YOUR ASSIGNMENT ->
Check each line of the entries below for the string "black"; copy every line where it appears.

EXTRACTED RECORDS ->

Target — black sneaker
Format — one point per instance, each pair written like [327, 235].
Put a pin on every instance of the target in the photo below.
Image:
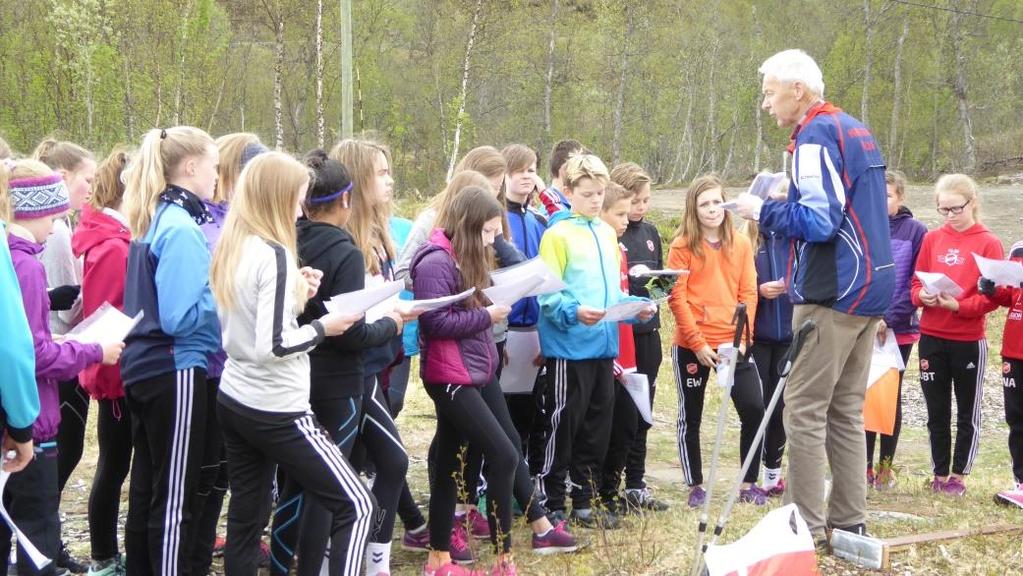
[595, 520]
[641, 499]
[68, 562]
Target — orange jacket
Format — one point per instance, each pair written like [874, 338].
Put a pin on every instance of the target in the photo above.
[704, 301]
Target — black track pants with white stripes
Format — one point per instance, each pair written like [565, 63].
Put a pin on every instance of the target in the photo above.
[168, 430]
[948, 366]
[581, 399]
[257, 442]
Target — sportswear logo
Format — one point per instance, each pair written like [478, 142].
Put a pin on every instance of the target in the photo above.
[951, 258]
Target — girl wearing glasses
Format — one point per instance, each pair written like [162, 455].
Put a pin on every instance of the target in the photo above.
[952, 348]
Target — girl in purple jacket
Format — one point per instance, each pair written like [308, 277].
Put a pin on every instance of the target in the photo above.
[907, 235]
[458, 362]
[39, 196]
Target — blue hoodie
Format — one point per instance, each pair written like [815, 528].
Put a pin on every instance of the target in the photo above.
[169, 279]
[837, 212]
[584, 254]
[18, 395]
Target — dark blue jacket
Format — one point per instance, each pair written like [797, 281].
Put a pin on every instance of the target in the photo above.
[907, 235]
[837, 212]
[773, 321]
[527, 229]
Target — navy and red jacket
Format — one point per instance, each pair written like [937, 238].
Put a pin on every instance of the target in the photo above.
[527, 229]
[773, 319]
[907, 235]
[1012, 298]
[837, 213]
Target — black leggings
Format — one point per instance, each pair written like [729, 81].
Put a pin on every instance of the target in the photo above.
[770, 358]
[691, 378]
[365, 419]
[208, 500]
[477, 415]
[71, 434]
[258, 442]
[114, 435]
[888, 443]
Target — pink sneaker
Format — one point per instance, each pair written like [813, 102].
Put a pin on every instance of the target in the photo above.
[449, 569]
[1012, 497]
[460, 551]
[953, 487]
[504, 568]
[478, 524]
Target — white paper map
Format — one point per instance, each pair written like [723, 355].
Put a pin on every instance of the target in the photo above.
[1002, 272]
[509, 293]
[532, 267]
[936, 282]
[410, 306]
[105, 325]
[362, 300]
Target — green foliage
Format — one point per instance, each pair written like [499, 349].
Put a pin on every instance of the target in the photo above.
[101, 72]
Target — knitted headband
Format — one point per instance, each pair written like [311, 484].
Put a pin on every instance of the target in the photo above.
[38, 196]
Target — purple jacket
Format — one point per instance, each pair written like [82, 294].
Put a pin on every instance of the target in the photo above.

ANSWER SPACE ->
Target — black sneaker
Target — black track pants with white stripes
Target — black leggings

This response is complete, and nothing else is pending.